►

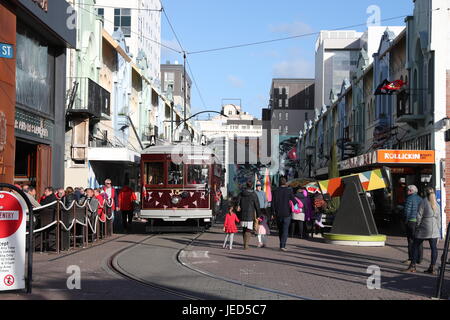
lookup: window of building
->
[144,162,164,185]
[95,8,105,23]
[164,72,175,92]
[114,8,131,37]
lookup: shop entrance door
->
[14,140,37,187]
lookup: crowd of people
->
[223,177,326,251]
[16,179,138,232]
[223,177,440,275]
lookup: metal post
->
[436,223,450,299]
[170,101,174,142]
[183,52,187,129]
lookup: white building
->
[95,0,162,87]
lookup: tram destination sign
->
[0,42,14,59]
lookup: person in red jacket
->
[223,207,239,250]
[117,186,137,232]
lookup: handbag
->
[253,212,259,233]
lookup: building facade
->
[95,0,162,88]
[299,0,450,234]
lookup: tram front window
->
[168,162,183,185]
[144,162,164,185]
[188,165,209,184]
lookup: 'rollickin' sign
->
[0,191,26,291]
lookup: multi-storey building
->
[263,79,314,137]
[95,0,162,88]
[0,0,77,194]
[196,104,264,194]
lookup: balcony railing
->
[67,78,111,119]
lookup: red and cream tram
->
[140,144,224,231]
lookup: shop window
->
[167,162,183,185]
[16,23,55,115]
[188,165,209,184]
[144,162,164,185]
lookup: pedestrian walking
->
[62,187,76,208]
[39,187,58,206]
[25,186,41,208]
[272,177,296,251]
[117,186,137,232]
[102,179,118,232]
[237,180,260,250]
[255,181,269,216]
[223,206,239,250]
[257,213,270,248]
[403,185,423,264]
[289,189,305,239]
[406,187,441,275]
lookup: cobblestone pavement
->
[0,235,182,300]
[181,227,450,300]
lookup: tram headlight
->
[172,197,181,205]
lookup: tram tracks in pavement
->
[106,234,203,300]
[107,231,314,300]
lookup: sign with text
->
[0,42,14,59]
[377,150,435,164]
[0,191,26,291]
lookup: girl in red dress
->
[223,207,240,250]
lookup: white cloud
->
[227,75,244,88]
[272,58,314,78]
[269,21,313,36]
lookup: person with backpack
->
[272,177,297,252]
[289,189,305,239]
[237,180,260,250]
[405,187,441,275]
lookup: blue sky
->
[161,0,414,118]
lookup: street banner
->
[0,191,26,291]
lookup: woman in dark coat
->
[237,180,260,250]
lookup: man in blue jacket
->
[404,185,423,264]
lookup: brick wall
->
[445,70,450,223]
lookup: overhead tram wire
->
[78,3,183,54]
[162,2,206,109]
[187,8,441,55]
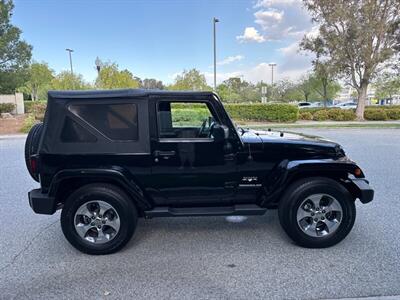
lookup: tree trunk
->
[356,83,368,121]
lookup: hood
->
[241,130,345,159]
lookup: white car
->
[334,101,357,109]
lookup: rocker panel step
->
[144,204,267,218]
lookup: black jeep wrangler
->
[25,89,374,254]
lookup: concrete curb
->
[0,134,27,140]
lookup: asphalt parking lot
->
[0,129,400,299]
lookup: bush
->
[364,108,388,121]
[24,100,47,114]
[21,114,38,133]
[386,108,400,120]
[224,103,299,122]
[313,109,329,121]
[24,101,47,121]
[0,103,15,113]
[299,111,313,120]
[327,108,356,121]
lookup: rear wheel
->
[279,178,356,248]
[25,123,43,182]
[61,184,138,254]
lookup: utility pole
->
[65,48,74,75]
[213,17,219,91]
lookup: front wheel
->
[279,178,356,248]
[61,184,138,254]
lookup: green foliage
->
[0,103,15,113]
[21,114,39,133]
[386,108,400,120]
[168,69,212,91]
[364,109,388,121]
[96,63,139,89]
[217,77,261,103]
[313,109,329,121]
[51,71,91,90]
[374,73,400,99]
[138,78,165,90]
[24,100,47,114]
[300,0,400,119]
[327,108,356,121]
[224,104,299,122]
[0,0,32,93]
[19,62,54,101]
[299,111,313,120]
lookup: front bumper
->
[28,189,57,215]
[351,178,374,204]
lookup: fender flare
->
[261,157,364,207]
[48,167,153,210]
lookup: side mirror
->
[211,123,229,143]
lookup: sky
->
[12,0,315,85]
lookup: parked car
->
[297,102,312,109]
[334,101,357,109]
[25,89,374,254]
[297,102,323,109]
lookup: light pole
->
[268,63,276,86]
[213,17,219,91]
[65,48,74,75]
[268,63,276,100]
[94,57,101,75]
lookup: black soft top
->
[48,89,214,100]
[39,89,219,154]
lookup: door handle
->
[153,150,176,157]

◄

(What the exercise asks)
Could you copy every line above word for word, with the pictures left out?

(Solved exercise)
lookup: window of building
->
[144,162,164,185]
[95,8,105,23]
[164,72,175,92]
[114,8,131,37]
lookup: shop entrance door
->
[14,140,37,187]
lookup: crowd of people
->
[223,177,326,251]
[16,179,138,232]
[223,177,440,275]
lookup: metal post
->
[436,223,450,299]
[170,101,174,142]
[183,52,187,129]
lookup: white building
->
[95,0,162,87]
lookup: tram destination sign
->
[0,42,14,59]
lookup: person in red jacket
->
[223,207,239,250]
[117,186,137,232]
lookup: handbag
->
[253,212,259,233]
lookup: building facade
->
[95,0,162,88]
[299,0,450,234]
lookup: tram front window
->
[168,162,183,185]
[144,162,164,185]
[188,165,209,184]
lookup: 'rollickin' sign
->
[0,191,26,291]
lookup: multi-storey building
->
[263,79,314,137]
[95,0,162,88]
[0,0,77,194]
[196,104,264,194]
lookup: balcony railing
->
[67,78,111,119]
lookup: red and cream tram
->
[140,144,224,231]
lookup: shop window
->
[167,162,183,185]
[16,23,55,115]
[188,165,209,184]
[144,162,164,185]
lookup: pedestrian walking
->
[62,187,76,208]
[39,187,58,206]
[25,186,41,208]
[272,177,296,251]
[117,186,137,232]
[102,179,118,232]
[237,180,260,250]
[255,181,269,216]
[223,206,239,250]
[257,213,270,248]
[403,185,423,264]
[289,189,305,239]
[406,187,441,275]
lookup: cobblestone pavement
->
[0,235,182,300]
[181,227,450,300]
lookup: tram headlight
->
[172,197,181,205]
lookup: tram tracks in pavement
->
[106,234,203,300]
[107,231,314,300]
lookup: sign with text
->
[0,42,14,59]
[377,150,435,164]
[0,191,26,291]
lookup: girl in red dress
->
[223,207,240,250]
lookup: white cloud
->
[227,75,244,88]
[272,58,314,78]
[269,21,313,36]
lookup: person with backpack
->
[272,177,297,252]
[289,189,305,239]
[237,180,260,250]
[405,187,441,275]
lookup: blue sky
->
[161,0,414,118]
lookup: street banner
->
[0,191,26,291]
lookup: woman in dark coat
->
[237,180,260,250]
lookup: man in blue jacket
->
[404,185,423,264]
lookup: brick wall
->
[445,70,450,223]
lookup: overhead tram wire
->
[78,3,183,54]
[162,2,206,109]
[187,8,441,55]
lookup: tree trunk
->
[356,83,368,121]
lookup: hood
->
[241,130,345,159]
lookup: white car
->
[334,101,357,109]
lookup: rocker panel step
->
[144,204,267,218]
lookup: black jeep wrangler
->
[25,89,374,254]
lookup: concrete curb
->
[0,134,27,140]
lookup: asphalt parking lot
->
[0,129,400,299]
lookup: bush
->
[364,108,388,121]
[24,100,47,114]
[21,114,38,133]
[386,108,400,120]
[224,103,299,122]
[313,109,329,121]
[24,101,47,121]
[0,103,15,113]
[299,111,313,120]
[327,108,356,121]
lookup: rear wheel
->
[279,178,356,248]
[25,123,43,182]
[61,184,138,254]
lookup: utility pole
->
[65,48,74,75]
[213,17,219,91]
lookup: front wheel
->
[279,178,356,248]
[61,184,138,254]
lookup: green foliage
->
[0,103,15,113]
[21,114,39,133]
[386,108,400,120]
[168,69,212,91]
[364,109,388,121]
[96,63,139,89]
[217,77,261,103]
[313,109,329,121]
[51,71,91,90]
[374,73,400,99]
[138,78,165,90]
[24,100,47,114]
[300,0,400,119]
[327,108,356,121]
[224,104,299,122]
[0,0,32,93]
[19,62,54,101]
[299,111,313,120]
lookup: front bumper
->
[28,189,57,215]
[351,178,374,204]
lookup: fender flare
->
[261,157,364,207]
[48,167,153,210]
lookup: side mirror
->
[211,123,229,143]
lookup: sky
->
[12,0,315,85]
lookup: parked car
->
[297,102,312,109]
[334,101,357,109]
[25,89,374,254]
[297,102,323,109]
lookup: light pole
->
[268,63,276,86]
[213,17,219,91]
[65,48,74,75]
[268,63,276,100]
[94,57,101,75]
lookup: black soft top
->
[48,89,214,100]
[39,89,219,154]
lookup: door handle
->
[153,150,176,157]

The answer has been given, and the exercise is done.